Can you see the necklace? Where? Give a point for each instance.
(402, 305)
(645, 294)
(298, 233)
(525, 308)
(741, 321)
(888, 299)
------
Shift every coordinate pair in the listing above by adding 97 to both of its numbers. Then write out the entire listing again, with its first line unchanged.

Can you see the necklace? Where? Give a point for each instance.
(499, 402)
(742, 391)
(395, 330)
(622, 405)
(838, 418)
(985, 396)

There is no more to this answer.